**ÜBUNGSAUFGABEN:**
a. Gib einen Teil des Porträts über Ersan Mondtag wieder, beginnend mit „von Sascha Ehlert“ und weiter bis „das Ersan Mondtag.“. Ersetze darin „Theatertreffen“ durch „Festival“.
b. Knüpfe bitte an das Porträt über den Regisseur Ersan Mondtag an und schreibe es nach seinem letzten Satz weiter.

**TEXTAUSZUG:**
„Wir sind ja noch jung, man sieht sich“

Porträt Da freut sich einer über Buhs und Bravos – Ersan Mondtag gehört zu den Neuentdeckungen des Theatertreffens

Ersan Mondtag Foto: William Minke

von Sascha Ehlert

„Wenn ich in zehn, fünfzehn Jahren mal Intendant bin.“ Bei einem Podiumsgespräch an den Berliner Festspielen übte sich Ersan Mondtag kürzlich im schelmischen Stänkern. Thomas Ostermeier werde er beerben, deutete er smart lächelnd an. Auch wegen seines selbstgewissen Auftretens ist der 28-Jährige auf dem Berliner Theatertreffen dieser Tage ein heißes Thema. Am Sonntag, als sein Stück „Tyrannis“ dort aufgeführt wurde, saßen gleich zwei Berliner Intendanten drinnen: Claus Peymann schlurfte kurz vor Aufführungsbeginn in den Saal, Shermin Langhoff lief dem jungen Regisseur nach der Aufführung „Ersan“ rufend und Bussis verteilend in die Arme. Wenn es in der Theaterwelt einen gibt, dem gerade so etwas wie ein Hype widerfährt, dann ist das Ersan Mondtag.

Kindheit in der Hasenheide

Beim Spaziergang durch die Hasenheide lässt Ersan sich nichts anmerken. Ein wenig fahrig wirkt er zwar, aber das sei vor allem akutem Schlafmangel geschuldet. Im Plauderton berichtet er von einem Fotoshooting für den Spiegel und einem Dreh mit dem Team von ZDF Aspekte, das ihn gestern hier um die Ecke in einer Geisterbahn auf dem Maienfest gefilmt hatte. „Dieser Rummel war einer der wichtigsten Orte meiner Kindheit“, erzählt der gebürtige Kreuzberger.

Gestern sei er beim Theatertreffen zum ersten Mal ausgebuht worden, erzählt er: „Das war ganz witzig: Erst haben ein paar Leute gebuht, dann andere ‚Bravo‘ gerufen und dann haben die sich gegenseitig immer weiter hochgesteigert.“ Ersan lächelt. Die Missgunst des Betriebsdünkels ist ihm nicht ganz unangenehm. Von der feinen Gesellschaft lässt man sich natürlich gerne ausbuhen, wenn die anderen einen dafür als aufregenden Regisseur feiern. Als den, der unter den Jungen der sei, der es am besten verstehe, mal große Fragen subtil im im erzählerischen Gewand zu verhandeln – zum Beispiel in seiner eigentümlich langsamen Inszenierung des Orhan Pamuk-Romans „Schnee“ am Hamburger Thalia Theater – dann aber wiederum mit einem formalistischen Experiment wie „Tyrannis“ verwundert.

**GEGEBENES MATERIAL:**
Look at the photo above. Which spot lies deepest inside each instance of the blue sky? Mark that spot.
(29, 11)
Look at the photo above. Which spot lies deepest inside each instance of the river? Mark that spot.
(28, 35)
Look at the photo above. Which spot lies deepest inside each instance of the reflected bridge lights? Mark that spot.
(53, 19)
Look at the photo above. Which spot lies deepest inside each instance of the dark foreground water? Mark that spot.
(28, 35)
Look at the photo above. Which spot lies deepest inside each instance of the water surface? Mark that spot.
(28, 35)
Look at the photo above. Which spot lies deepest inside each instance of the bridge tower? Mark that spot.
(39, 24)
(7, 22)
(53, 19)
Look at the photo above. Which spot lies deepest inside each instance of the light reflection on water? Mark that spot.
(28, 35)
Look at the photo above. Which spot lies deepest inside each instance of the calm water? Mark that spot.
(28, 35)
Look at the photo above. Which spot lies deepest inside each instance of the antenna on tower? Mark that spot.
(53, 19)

**LÖSUNGEN:**
a.
von Sascha Ehlert

„Wenn ich in zehn, fünfzehn Jahren mal Intendant bin.“ Bei einem Podiumsgespräch an den Berliner Festspielen übte sich Ersan Mondtag kürzlich im schelmischen Stänkern. Thomas Ostermeier werde er beerben, deutete er smart lächelnd an. Auch wegen seines selbstgewissen Auftretens ist der 28-Jährige auf dem Berliner Festival dieser Tage ein heißes Thema. Am Sonntag, als sein Stück „Tyrannis“ dort aufgeführt wurde, saßen gleich zwei Berliner Intendanten drinnen: Claus Peymann schlurfte kurz vor Aufführungsbeginn in den Saal, Shermin Langhoff lief dem jungen Regisseur nach der Aufführung „Ersan“ rufend und Bussis verteilend in die Arme. Wenn es in der Theaterwelt einen gibt, dem gerade so etwas wie ein Hype widerfährt, dann ist das Ersan Mondtag.

b.
Kurz nach der ersten Aufführung beim Theatertreffen folgten die ersten Verrisse. So muss das sein, wenn da ein Neuer um die Ecke kommt. Die Kritiker monierten entweder ein „sinnfreies Spiel mit einer simplen moralischen Pointe“ (Gunnar Decker im Neuen Deutschland) oder rieben sich milde an Mondtags „Bedien dich, mach was draus“-Herangehensweise (Rüdiger Schaper für den Tagesspiegel). Natürlich bestätigen auch diese Stimmen am Ende des Tages die große Qualität von „Tyrannis: Wer möchte, der kann das Stück als moralische Vorführung der Angst des Menschen vor dem Fremden interpretieren. Oder aber er liest das streng in vier Wänden eines Einfamilienhaushalts verhaftete Stück als gruseliges Kammerspiel über die Enge der westeuropäischen Kleinfamilie.

Man könnte aber genauso sagen: Oh, wie schön, ein Abend als Ode an familiäre Rituale. All diese Schlüsse macht Ersan Mondtag einem leicht. Doch keine Version löst die vielen Rätsel des Stücks. Warum beispielsweise stehen in jedem Zimmer des Hauses Kameras, nur im Keller, in den der Vater nachts verschwindet, nicht? Warum sind die Figuren blind? Warum stehen sie nach jedem Sterben wieder auf? Eine endgültige Antwort auf die Frage „Was will das Stück, was will Ersan Mondtag?“ fällt zum Glück doch schwer.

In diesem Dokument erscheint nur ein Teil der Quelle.